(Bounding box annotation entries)
========

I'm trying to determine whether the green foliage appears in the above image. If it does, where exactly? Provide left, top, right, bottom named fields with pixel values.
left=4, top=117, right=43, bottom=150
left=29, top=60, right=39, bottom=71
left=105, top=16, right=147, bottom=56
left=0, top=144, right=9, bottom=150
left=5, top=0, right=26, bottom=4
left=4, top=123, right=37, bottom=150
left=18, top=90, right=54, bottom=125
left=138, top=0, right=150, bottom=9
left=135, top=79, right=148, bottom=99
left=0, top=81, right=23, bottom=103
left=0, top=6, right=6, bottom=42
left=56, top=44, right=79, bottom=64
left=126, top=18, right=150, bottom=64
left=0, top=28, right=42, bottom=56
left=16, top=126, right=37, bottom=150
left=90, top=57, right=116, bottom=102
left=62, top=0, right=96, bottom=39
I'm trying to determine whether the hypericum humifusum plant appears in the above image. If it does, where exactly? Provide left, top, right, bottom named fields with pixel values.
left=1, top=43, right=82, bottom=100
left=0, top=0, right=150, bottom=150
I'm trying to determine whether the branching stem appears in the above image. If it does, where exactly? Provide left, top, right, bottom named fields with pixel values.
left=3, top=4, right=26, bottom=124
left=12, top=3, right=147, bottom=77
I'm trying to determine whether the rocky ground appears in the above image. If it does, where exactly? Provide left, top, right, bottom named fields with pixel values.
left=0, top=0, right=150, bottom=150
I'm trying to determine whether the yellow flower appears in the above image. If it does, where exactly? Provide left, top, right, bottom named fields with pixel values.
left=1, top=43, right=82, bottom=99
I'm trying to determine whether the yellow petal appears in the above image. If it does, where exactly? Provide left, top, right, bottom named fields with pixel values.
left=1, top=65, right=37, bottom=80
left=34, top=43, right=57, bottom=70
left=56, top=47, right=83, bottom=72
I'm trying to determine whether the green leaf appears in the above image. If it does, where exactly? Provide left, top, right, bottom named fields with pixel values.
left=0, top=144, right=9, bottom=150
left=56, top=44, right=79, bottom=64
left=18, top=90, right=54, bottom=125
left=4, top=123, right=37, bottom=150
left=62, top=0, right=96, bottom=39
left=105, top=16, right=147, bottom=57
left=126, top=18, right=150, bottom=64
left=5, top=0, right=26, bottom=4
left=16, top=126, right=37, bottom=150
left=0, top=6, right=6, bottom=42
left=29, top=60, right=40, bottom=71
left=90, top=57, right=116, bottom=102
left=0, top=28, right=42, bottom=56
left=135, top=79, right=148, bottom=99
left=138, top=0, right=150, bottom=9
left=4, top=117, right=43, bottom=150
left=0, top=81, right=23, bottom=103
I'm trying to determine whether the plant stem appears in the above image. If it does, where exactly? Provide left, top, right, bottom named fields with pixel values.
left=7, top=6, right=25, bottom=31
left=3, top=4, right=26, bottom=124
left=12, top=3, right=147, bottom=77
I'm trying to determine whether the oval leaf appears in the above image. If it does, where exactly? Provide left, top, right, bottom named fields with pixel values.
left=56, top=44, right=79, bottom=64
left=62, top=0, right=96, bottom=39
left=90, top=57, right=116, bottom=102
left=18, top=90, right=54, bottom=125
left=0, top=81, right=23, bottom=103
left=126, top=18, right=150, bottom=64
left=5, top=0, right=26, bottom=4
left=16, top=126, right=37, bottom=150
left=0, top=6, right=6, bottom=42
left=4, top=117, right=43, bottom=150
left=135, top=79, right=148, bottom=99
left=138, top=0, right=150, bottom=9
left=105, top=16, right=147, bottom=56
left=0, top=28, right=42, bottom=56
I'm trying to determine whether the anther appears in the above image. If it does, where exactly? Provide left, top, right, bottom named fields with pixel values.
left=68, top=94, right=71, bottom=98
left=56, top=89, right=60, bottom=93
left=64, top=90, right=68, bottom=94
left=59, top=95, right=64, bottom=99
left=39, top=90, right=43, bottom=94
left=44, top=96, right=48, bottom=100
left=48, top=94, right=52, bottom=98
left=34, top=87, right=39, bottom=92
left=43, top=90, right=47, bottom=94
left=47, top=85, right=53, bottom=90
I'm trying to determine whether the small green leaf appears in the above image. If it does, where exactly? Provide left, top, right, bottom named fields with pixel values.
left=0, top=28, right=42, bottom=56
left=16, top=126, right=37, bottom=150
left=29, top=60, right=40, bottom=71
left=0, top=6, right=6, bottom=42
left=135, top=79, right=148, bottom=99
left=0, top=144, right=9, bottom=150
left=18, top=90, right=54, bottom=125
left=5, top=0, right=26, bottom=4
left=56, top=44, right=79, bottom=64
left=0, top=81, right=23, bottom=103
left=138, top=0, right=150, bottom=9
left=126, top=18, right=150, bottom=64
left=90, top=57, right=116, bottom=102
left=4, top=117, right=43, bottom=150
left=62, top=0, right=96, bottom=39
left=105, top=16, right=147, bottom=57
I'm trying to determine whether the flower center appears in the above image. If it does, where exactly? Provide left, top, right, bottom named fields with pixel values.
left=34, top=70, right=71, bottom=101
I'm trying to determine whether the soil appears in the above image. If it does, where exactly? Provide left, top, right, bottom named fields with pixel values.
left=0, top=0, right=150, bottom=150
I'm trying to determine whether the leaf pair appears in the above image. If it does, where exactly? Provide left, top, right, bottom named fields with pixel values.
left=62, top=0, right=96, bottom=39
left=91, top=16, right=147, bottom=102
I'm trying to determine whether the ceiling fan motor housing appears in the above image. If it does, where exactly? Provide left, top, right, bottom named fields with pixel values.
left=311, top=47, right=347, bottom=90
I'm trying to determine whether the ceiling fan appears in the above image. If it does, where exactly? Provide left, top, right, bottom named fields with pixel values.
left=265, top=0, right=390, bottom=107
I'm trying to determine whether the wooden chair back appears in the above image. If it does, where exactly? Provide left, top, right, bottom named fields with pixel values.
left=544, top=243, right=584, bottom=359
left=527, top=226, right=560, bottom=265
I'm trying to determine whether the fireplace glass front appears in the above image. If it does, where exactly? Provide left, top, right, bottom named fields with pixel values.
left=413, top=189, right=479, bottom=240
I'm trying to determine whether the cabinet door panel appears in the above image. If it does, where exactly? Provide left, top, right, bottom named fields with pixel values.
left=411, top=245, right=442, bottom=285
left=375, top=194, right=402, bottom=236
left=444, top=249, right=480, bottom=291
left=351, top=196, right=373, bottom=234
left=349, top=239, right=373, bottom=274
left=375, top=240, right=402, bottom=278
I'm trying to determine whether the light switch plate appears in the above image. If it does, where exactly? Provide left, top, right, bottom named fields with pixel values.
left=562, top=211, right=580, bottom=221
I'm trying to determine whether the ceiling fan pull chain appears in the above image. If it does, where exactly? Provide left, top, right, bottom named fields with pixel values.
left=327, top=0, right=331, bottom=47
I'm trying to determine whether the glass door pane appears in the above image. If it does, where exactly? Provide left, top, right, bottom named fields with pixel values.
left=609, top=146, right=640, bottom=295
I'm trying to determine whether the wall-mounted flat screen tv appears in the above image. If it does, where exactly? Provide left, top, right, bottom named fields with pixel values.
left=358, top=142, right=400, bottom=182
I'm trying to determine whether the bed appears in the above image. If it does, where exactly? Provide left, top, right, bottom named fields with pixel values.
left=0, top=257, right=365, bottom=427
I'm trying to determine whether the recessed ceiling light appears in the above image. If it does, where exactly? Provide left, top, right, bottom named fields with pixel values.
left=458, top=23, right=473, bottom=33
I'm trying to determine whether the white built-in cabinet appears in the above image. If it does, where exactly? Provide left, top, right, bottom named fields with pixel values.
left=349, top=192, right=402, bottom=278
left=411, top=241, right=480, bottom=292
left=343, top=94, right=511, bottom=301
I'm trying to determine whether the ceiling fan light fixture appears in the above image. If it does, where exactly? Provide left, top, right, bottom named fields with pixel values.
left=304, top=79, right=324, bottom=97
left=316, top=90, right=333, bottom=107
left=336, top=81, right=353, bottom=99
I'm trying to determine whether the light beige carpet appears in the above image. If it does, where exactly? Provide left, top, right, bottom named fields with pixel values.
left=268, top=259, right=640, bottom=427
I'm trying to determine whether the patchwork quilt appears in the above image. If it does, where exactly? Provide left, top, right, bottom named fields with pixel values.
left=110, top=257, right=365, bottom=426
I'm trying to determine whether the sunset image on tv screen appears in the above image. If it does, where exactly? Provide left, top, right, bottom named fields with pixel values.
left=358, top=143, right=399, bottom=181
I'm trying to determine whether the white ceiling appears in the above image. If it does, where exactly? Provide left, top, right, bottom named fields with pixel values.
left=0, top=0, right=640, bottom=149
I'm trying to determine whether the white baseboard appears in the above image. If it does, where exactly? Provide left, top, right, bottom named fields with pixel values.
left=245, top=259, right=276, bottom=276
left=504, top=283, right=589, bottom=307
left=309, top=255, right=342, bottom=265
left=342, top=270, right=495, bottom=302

========

WHAT THE EXERCISE ASKS: Reproduce verbatim the stretch of the material above from the line containing "I'm trying to determine whether the sunset" through the line containing "left=358, top=143, right=399, bottom=181", both included.

RESPONSE TO THE EXERCISE:
I'm trying to determine whether the sunset image on tv screen appears in the above image. If it does, where exactly? Provide left, top, right, bottom named fields with pixel values.
left=358, top=143, right=399, bottom=181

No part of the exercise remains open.